→ ATTIVITÀ PROPOSTE:
(1) Leggi l'articolo sulle elezioni amministrative siciliane e rispondi alle seguenti domande:
(a) Quanti comuni dell'Isola sono chiamati al voto?
(b) In quale comune Innocenzo Leontini sfida il sindaco uscente?
(c) Per quale reato è stata condannata Giulia Adamo?
(2) Ricopia parola per parola il passo dell'articolo sulle elezioni amministrative siciliane che va da "Ci sono cose" fino a "un tonfo assordante.".

→ ESTRATTO DEL DOCUMENTO:
....
Ci sono cose che non cambiano mai e capovolgimenti, che invece, non smettono di stupire. Le prossime elezioni Amministrative siciliane (primo turno il 24 maggio, eventuale ballottaggio il 7 giugno) li contemplano entrambi. L’Isola, con i suoi 61 comuni al voto, per circa 750 mila elettori, è un laboratorio politico ma non troppo. Non dappertutto, quanto meno. A Bronte, ad esempio, sarà in campo per una poltrona da sindaco Pino Firrarello, ex assessore della Dc, originario di San Cono ma che ha già amministrato per dieci anni la città del pistacchio. All’apertura delle urne, il suocero di Giuseppe Castiglione (anch’egli sottosegretario in vari governi, da Letta a Gentiloni), avrà quasi 81 anni. Una vita in trincea. Da qualche tempo ha aderito nuovamente a Forza Italia, dopo aver seguito Angelino Alfano nell’esperienza del Nuovo Centro Destra, culminata in un tonfo assordante.
Ma non c’è solo Firrarello. Le prossime Amministrative proporranno ai nastri di partenza Innocenzo Leontini, ex assessore regionale all’Agricoltura e alla Sanità, reduce da un “semestre bianco” dopo l’esperienza da parlamentare europeo, che a Ispica – unico comune del Ragusano al voto – lancia la sfida all’uscente Pierenzo Muraglie, vicino al Partito Democratico. Leontini è già stato primo cittadino di Ispica nei primi anni ’90, quando militava nel vecchio partito socialista. Fra gli evergreen non va sottovalutato il ritorno di Giulia Adamo a Marsala, dove l’ex deputata del Pdl è già stata sindaca dal 2012 al 2014 prima che i giudici le infliggessero una condanna per abuso d’ufficio e la costringessero alle dimissioni: “Torno diversa, cambiata, anche perché sono invecchiata”, ha detto qualche giorno fa in conferenza stampa. Confermando che “io sono sempre stata di centrodestra”, anche se “il problema dell’appartenenza si supera” sull’altare di un progetto serio e condiviso. La Adamo, che ha alle spalle una carriera politica variegata (è stata anche presidente di provincia) è tuttora imputata nel processo sulle spese pazze all’Ars, assieme al sindaco di Catania Salvo Pogliese.
....
→ DATI MOSTRATI:
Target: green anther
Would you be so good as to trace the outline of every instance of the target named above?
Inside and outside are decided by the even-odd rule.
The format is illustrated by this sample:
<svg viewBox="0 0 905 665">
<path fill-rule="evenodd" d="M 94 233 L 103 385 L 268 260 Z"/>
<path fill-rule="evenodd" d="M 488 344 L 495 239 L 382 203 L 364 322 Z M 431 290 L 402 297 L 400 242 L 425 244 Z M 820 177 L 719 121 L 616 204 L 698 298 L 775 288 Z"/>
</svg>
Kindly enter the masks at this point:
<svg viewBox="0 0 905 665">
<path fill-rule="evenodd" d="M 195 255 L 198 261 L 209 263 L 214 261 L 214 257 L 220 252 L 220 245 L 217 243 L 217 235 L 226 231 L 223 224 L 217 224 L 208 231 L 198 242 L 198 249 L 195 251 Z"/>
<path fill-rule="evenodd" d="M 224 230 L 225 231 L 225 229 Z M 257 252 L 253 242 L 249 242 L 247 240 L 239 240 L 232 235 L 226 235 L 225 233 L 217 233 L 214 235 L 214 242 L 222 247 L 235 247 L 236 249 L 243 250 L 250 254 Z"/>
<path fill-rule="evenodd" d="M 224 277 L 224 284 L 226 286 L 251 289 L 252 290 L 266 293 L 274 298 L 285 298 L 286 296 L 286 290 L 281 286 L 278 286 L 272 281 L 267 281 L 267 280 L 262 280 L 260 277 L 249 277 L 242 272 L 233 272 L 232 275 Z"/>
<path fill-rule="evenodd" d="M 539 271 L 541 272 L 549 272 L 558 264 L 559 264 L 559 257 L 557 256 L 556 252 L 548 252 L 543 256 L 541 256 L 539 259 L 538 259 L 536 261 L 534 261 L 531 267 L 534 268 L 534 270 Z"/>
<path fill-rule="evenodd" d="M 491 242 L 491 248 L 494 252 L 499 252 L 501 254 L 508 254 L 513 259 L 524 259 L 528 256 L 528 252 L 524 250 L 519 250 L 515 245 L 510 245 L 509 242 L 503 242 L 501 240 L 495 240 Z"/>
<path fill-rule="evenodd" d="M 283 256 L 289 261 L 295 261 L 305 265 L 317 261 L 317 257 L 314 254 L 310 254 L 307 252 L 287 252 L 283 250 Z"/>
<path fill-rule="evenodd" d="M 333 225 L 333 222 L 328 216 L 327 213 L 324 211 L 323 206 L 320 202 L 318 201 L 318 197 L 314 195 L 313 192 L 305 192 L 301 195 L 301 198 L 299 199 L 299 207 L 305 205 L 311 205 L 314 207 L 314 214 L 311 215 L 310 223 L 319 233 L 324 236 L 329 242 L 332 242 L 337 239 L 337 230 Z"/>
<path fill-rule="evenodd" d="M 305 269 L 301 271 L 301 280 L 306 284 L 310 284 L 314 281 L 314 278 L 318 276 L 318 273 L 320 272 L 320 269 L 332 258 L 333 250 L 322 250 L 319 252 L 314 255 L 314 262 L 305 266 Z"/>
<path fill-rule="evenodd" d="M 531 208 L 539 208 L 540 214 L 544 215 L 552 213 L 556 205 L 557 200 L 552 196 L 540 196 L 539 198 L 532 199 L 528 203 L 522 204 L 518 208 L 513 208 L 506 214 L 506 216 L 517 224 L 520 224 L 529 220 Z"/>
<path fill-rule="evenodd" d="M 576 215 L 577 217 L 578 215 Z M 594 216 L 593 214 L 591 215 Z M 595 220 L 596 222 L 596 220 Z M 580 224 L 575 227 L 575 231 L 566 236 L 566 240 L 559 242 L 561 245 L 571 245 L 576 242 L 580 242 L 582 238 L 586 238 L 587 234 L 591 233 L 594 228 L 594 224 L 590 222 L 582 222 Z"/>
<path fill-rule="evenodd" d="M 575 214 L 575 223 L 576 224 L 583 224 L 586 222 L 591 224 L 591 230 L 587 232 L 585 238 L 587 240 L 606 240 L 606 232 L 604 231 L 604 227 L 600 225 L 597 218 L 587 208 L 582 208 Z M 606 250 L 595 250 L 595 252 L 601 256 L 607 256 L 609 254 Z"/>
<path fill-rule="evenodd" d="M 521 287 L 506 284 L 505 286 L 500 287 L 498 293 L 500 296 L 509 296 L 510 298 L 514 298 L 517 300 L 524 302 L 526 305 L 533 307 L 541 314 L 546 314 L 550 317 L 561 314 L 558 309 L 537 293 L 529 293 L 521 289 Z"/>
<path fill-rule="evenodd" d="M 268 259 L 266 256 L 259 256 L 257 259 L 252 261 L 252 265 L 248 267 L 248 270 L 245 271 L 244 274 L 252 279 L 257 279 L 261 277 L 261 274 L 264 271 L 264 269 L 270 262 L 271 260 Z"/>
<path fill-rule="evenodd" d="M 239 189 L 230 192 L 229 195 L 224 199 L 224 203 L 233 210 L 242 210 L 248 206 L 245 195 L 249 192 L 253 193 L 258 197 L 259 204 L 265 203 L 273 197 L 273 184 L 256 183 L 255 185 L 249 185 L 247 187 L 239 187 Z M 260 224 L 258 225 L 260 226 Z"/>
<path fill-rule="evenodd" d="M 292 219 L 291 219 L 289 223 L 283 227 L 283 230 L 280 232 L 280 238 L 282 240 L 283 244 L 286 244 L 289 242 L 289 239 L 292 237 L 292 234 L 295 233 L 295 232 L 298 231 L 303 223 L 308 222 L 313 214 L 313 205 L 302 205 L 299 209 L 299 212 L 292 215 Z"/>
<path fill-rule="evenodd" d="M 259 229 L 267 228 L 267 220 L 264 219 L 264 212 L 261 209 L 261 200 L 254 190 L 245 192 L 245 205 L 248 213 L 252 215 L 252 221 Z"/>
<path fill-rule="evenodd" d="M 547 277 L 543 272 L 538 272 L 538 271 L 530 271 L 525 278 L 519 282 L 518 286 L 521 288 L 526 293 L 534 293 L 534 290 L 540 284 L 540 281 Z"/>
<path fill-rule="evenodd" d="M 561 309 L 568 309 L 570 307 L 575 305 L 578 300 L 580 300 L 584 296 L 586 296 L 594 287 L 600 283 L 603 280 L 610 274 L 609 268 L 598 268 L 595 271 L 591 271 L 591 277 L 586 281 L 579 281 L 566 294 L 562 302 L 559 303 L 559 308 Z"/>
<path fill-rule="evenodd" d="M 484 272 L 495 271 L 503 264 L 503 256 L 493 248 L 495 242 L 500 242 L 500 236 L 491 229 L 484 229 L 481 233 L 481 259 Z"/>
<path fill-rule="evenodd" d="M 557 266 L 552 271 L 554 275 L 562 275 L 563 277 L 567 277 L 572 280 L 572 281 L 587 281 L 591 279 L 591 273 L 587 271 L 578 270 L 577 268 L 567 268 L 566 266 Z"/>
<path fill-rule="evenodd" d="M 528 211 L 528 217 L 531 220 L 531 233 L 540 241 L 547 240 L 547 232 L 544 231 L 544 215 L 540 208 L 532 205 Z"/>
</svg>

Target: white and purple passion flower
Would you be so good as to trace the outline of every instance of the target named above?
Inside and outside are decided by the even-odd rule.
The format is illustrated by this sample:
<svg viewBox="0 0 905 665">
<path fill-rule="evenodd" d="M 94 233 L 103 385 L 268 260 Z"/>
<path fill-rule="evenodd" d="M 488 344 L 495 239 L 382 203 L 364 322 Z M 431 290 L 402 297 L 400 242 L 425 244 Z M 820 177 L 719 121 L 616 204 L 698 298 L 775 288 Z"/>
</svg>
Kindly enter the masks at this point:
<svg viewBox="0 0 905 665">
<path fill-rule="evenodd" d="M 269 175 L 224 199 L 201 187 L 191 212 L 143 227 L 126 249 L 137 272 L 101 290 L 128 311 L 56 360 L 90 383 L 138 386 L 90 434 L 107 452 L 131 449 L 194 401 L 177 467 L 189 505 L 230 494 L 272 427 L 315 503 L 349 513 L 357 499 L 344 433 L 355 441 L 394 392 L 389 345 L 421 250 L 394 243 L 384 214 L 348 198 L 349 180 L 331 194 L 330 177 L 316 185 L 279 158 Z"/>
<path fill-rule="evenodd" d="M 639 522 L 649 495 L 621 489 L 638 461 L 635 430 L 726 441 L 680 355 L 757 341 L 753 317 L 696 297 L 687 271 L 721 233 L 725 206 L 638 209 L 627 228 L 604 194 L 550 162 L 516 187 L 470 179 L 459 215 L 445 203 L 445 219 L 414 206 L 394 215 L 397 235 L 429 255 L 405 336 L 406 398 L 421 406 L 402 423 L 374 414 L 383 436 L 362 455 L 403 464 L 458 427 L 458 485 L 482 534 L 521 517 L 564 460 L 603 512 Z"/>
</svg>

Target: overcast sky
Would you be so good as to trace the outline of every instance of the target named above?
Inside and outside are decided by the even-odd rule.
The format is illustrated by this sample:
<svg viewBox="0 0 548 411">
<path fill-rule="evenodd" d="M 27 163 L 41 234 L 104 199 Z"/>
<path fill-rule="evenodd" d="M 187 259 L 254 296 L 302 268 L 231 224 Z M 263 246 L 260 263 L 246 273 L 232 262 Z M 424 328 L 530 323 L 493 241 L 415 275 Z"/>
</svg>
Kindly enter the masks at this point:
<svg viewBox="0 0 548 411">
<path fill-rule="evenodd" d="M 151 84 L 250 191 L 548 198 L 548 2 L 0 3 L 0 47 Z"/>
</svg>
....
→ SOLUZIONI:
(1)
(a) Sono chiamati al voto 61 comuni.
(b) Innocenzo Leontini sfida il sindaco uscente a Ispica.
(c) Giulia Adamo è stata condannata per abuso d'ufficio.

(2)
Ci sono cose che non cambiano mai e capovolgimenti, che invece, non smettono di stupire. Le prossime elezioni Amministrative siciliane (primo turno il 24 maggio, eventuale ballottaggio il 7 giugno) li contemplano entrambi. L’Isola, con i suoi 61 comuni al voto, per circa 750 mila elettori, è un laboratorio politico ma non troppo. Non dappertutto, quanto meno. A Bronte, ad esempio, sarà in campo per una poltrona da sindaco Pino Firrarello, ex assessore della Dc, originario di San Cono ma che ha già amministrato per dieci anni la città del pistacchio. All’apertura delle urne, il suocero di Giuseppe Castiglione (anch’egli sottosegretario in vari governi, da Letta a Gentiloni), avrà quasi 81 anni. Una vita in trincea. Da qualche tempo ha aderito nuovamente a Forza Italia, dopo aver seguito Angelino Alfano nell’esperienza del Nuovo Centro Destra, culminata in un tonfo assordante.